### [JOB]
Each entry here needs to be set down again exactly, please; pictures are left out.

(Pointing and labeling entries)
◆ ◆ ◆ ◆
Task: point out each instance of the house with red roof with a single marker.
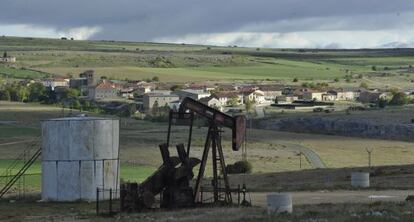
(104, 90)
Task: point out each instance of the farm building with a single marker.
(161, 99)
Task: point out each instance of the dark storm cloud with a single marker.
(150, 19)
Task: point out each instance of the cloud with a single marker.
(315, 39)
(283, 21)
(79, 33)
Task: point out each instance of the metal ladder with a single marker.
(16, 177)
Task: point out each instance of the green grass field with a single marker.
(32, 177)
(9, 131)
(184, 63)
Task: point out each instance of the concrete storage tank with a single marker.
(79, 154)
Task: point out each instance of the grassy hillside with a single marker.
(183, 63)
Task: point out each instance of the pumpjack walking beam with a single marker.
(215, 119)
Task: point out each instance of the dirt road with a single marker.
(339, 196)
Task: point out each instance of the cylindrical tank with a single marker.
(279, 203)
(360, 179)
(79, 155)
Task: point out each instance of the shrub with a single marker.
(399, 99)
(239, 167)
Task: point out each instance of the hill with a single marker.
(183, 63)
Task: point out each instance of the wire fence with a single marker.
(27, 184)
(107, 201)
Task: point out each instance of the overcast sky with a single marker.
(255, 23)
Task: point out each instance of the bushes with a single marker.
(239, 167)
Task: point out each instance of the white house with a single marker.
(52, 83)
(225, 98)
(195, 94)
(212, 102)
(253, 95)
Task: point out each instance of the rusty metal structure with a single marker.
(174, 177)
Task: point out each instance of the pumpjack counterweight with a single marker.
(173, 178)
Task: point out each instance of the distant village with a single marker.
(229, 97)
(147, 94)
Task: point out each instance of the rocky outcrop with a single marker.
(342, 127)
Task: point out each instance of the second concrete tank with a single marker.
(79, 155)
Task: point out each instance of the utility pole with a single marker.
(369, 151)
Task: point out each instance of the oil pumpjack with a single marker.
(174, 177)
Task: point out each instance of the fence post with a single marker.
(110, 201)
(97, 201)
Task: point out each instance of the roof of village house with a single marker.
(226, 94)
(206, 99)
(271, 88)
(106, 84)
(345, 89)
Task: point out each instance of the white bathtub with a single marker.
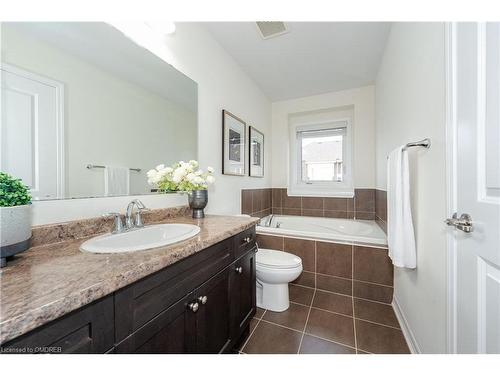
(319, 228)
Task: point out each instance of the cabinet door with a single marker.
(87, 330)
(242, 292)
(212, 318)
(171, 332)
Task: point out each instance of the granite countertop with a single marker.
(49, 281)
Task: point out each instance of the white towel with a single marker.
(400, 235)
(116, 181)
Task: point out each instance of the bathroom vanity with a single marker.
(197, 296)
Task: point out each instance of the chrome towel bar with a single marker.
(91, 166)
(423, 143)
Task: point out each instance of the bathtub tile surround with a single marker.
(258, 202)
(381, 209)
(359, 271)
(320, 322)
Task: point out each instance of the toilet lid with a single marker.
(277, 259)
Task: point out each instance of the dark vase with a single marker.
(198, 200)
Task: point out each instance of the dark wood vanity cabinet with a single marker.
(242, 287)
(87, 330)
(202, 304)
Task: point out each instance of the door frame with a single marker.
(59, 91)
(451, 183)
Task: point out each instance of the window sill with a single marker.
(320, 192)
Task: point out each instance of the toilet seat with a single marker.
(275, 259)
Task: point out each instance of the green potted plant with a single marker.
(15, 217)
(185, 178)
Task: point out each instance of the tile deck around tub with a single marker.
(321, 322)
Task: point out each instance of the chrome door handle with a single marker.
(203, 299)
(463, 223)
(194, 306)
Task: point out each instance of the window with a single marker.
(320, 158)
(322, 154)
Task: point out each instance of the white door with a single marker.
(476, 81)
(31, 132)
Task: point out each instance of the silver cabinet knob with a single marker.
(194, 306)
(463, 223)
(203, 299)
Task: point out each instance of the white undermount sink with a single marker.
(145, 238)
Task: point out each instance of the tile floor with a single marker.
(320, 322)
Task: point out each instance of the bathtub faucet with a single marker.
(269, 220)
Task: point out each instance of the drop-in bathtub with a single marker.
(318, 228)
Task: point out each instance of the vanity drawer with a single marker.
(87, 330)
(138, 303)
(243, 242)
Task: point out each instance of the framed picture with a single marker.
(256, 157)
(233, 145)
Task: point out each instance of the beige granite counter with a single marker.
(51, 280)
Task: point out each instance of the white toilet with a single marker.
(275, 269)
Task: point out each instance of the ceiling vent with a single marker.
(270, 29)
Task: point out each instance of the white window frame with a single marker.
(297, 187)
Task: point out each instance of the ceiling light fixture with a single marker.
(163, 27)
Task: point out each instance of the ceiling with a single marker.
(312, 58)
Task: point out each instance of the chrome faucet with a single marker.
(119, 227)
(269, 220)
(129, 222)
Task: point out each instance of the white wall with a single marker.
(362, 100)
(221, 85)
(410, 105)
(108, 120)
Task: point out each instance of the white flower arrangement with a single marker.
(181, 176)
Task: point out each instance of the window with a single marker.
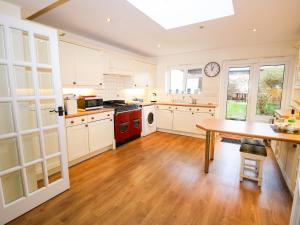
(187, 81)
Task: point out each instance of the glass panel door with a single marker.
(33, 160)
(270, 86)
(237, 93)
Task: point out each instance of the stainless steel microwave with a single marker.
(89, 103)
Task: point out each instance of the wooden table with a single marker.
(240, 128)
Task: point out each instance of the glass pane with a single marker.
(35, 177)
(177, 81)
(48, 118)
(31, 146)
(8, 153)
(42, 49)
(6, 118)
(270, 89)
(4, 85)
(2, 44)
(12, 186)
(24, 80)
(45, 82)
(54, 169)
(51, 141)
(237, 93)
(27, 115)
(20, 43)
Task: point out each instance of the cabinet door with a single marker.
(184, 121)
(291, 164)
(67, 63)
(101, 134)
(282, 155)
(200, 116)
(164, 119)
(89, 67)
(77, 138)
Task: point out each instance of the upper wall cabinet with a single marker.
(80, 65)
(119, 65)
(143, 74)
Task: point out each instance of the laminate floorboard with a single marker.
(159, 180)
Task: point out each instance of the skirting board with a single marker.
(90, 155)
(181, 133)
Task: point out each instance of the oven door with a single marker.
(135, 122)
(122, 121)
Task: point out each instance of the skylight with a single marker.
(177, 13)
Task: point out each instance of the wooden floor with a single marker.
(159, 180)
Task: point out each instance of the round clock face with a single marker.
(212, 69)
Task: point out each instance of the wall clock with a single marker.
(212, 69)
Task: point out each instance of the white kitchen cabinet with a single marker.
(89, 134)
(81, 66)
(78, 141)
(143, 74)
(164, 119)
(67, 63)
(100, 134)
(119, 65)
(183, 121)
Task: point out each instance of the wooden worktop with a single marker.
◆ ◆ ◆ ◆
### [RESULT OF THE EXERCISE]
Task: point out each instance of the house with red roof with a single marker.
(104, 90)
Task: point out each instance of the farm building with a single marker.
(161, 99)
Task: point out each instance of the dark storm cloud with a single marker.
(150, 19)
Task: point out each instance of the cloud with a single marker.
(315, 39)
(283, 21)
(79, 33)
Task: point out each instance of the metal ladder with a single marker.
(16, 177)
Task: point out each instance of the green grass field with a single marker.
(32, 177)
(9, 131)
(184, 63)
Task: point out each instance of the concrete storage tank with a single marker.
(79, 154)
Task: point out each instance of the grassy hillside with a single marker.
(183, 63)
Task: point out each instance of the pumpjack walking beam with a single marker.
(215, 119)
Task: point out each instance of the dirt road with a single marker.
(339, 196)
Task: point out each instance of the cylindrical tank with a single marker.
(279, 203)
(360, 179)
(79, 155)
Task: point out each instance of the shrub with a single marker.
(399, 99)
(239, 167)
Task: point out each instance of the hill with a single marker.
(183, 63)
Task: point out each instance of the wire fence with a single marker.
(27, 184)
(107, 201)
Task: point out each instance of the overcast sky with a single marker.
(255, 23)
Task: point out each instance of the bushes with a single marker.
(239, 167)
Task: point out each instance of the white house with a single marker.
(52, 83)
(225, 98)
(195, 94)
(212, 102)
(253, 95)
Task: point out each instance of the rusty metal structure with a single marker.
(174, 177)
Task: point out each instance of the pumpjack counterweight with a single marker.
(173, 178)
Task: point out each instance of the distant village with a single marker.
(229, 97)
(147, 94)
Task: point out each instance of the rocky outcrop with a single marker.
(342, 127)
Task: point out each instance of the second concrete tank with a single marker.
(79, 155)
Task: point out each instance of the utility pole with a single marker.
(369, 151)
Task: point out each instance of the oil pumpjack with a single marker.
(174, 177)
Task: point out each instance of the fence post with a single marker.
(110, 201)
(97, 201)
Task: point out each instance of the roof of village house with a single marker.
(226, 94)
(206, 99)
(271, 88)
(106, 84)
(345, 89)
Task: point out each instance of the white bathtub with a single marker.
(319, 228)
Task: point out each instance of the cabinet door with a single marker.
(87, 330)
(242, 292)
(212, 318)
(171, 332)
Task: point out each instance of the granite countertop with a single marker.
(49, 281)
Task: point out each instance of the white towel with a single marker.
(400, 235)
(116, 181)
Task: point out each instance of the bathroom vanity with a single marker.
(197, 296)
Task: point out each instance of the chrome towel bar with a single marker.
(91, 166)
(423, 143)
Task: point out each instance of the bathtub tile surround with a single marker.
(258, 202)
(381, 209)
(359, 271)
(320, 322)
Task: point out each instance of the toilet lid with a single marker.
(277, 259)
Task: point out each instance of the dark vase with a single marker.
(198, 200)
Task: point out each instance of the dark wood vanity cabinet with a single marker.
(242, 287)
(87, 330)
(202, 304)
Task: point out each instance of the door frame with a single marker.
(59, 91)
(451, 183)
Task: point out each instance of the window sill with a single marker.
(320, 192)
Task: point out each instance of the toilet seat with a single marker.
(275, 259)
Task: point out each instance of the green potted plant with a single marker.
(15, 217)
(185, 178)
Task: point out each instance of the tile deck around tub with a single marker.
(321, 322)
Task: point out each instance of the chrome door handle with a single marker.
(203, 299)
(463, 223)
(194, 306)
Task: point out each instance of the window with a single marker.
(320, 158)
(322, 154)
Task: point out each instance of the white door with a single marker.
(476, 81)
(31, 132)
Task: point out each instance of the silver cabinet knob with a single marker.
(194, 306)
(463, 223)
(203, 299)
Task: point out each instance of the white undermount sink with a single marker.
(145, 238)
Task: point out each instance of the tile floor with a single marker.
(320, 322)
Task: point out each instance of the bathtub faucet with a single marker.
(269, 220)
Task: point out each instance of the drop-in bathtub with a single marker.
(318, 228)
Task: point out each instance of the vanity drawer with a single marker.
(87, 330)
(138, 303)
(243, 242)
Task: point out each instance of the framed picture with a single marker.
(256, 157)
(233, 145)
Task: point out each instance of the beige granite counter with a single marker.
(51, 280)
Task: point out each instance of the white toilet with a single marker.
(275, 269)
Task: point out each instance of the ceiling vent with a single marker.
(270, 29)
Task: point out each instance of the white window frame with a single marker.
(297, 187)
Task: point out each instance of the ceiling light fixture with a single marker.
(163, 27)
Task: point out each instance of the ceiling with a single marker.
(312, 58)
Task: point out each instance of the chrome faucet with a single marker.
(119, 227)
(269, 220)
(129, 222)
Task: point out each instance of the white wall with a single marker.
(362, 100)
(221, 85)
(410, 105)
(108, 120)
Task: point out each instance of the white flower arrangement with a single marker.
(181, 176)
Task: point out each instance of the window with a single marker.
(187, 81)
Task: point out each instance of the glass panel door with a single marker.
(33, 160)
(270, 86)
(237, 93)
Task: point out each instance of the stainless steel microwave with a single marker.
(89, 103)
Task: point out each instance of the wooden table with a single marker.
(240, 128)
Task: point out each instance of the glass pane with a single marker.
(35, 177)
(177, 81)
(48, 118)
(31, 146)
(8, 153)
(42, 49)
(6, 118)
(270, 89)
(4, 85)
(2, 44)
(12, 186)
(24, 80)
(45, 82)
(54, 169)
(51, 141)
(237, 93)
(27, 115)
(20, 43)
Task: point out each instance of the cabinet door with a single marker.
(184, 121)
(291, 164)
(67, 63)
(101, 134)
(282, 155)
(200, 116)
(164, 119)
(89, 67)
(77, 138)
Task: point out each instance of the upper wall cabinet with a single marker.
(80, 65)
(119, 65)
(143, 74)
Task: point out each instance of the laminate floorboard with a single marker.
(159, 180)
Task: point out each instance of the skirting board with a single marker.
(90, 155)
(181, 133)
Task: point out each instance of the oven door with a single marker.
(135, 122)
(122, 121)
Task: point out each instance of the skylight with a single marker.
(177, 13)
Task: point out each instance of the wooden floor with a single marker.
(159, 180)
Task: point out each instance of the round clock face with a single marker.
(212, 69)
Task: point out each instance of the wall clock with a single marker.
(212, 69)
Task: point out each instance of the white kitchen cabinet with a single marker.
(89, 134)
(81, 66)
(78, 141)
(143, 74)
(164, 119)
(67, 63)
(100, 134)
(119, 65)
(183, 121)
Task: point out each instance of the wooden worktop with a single marker.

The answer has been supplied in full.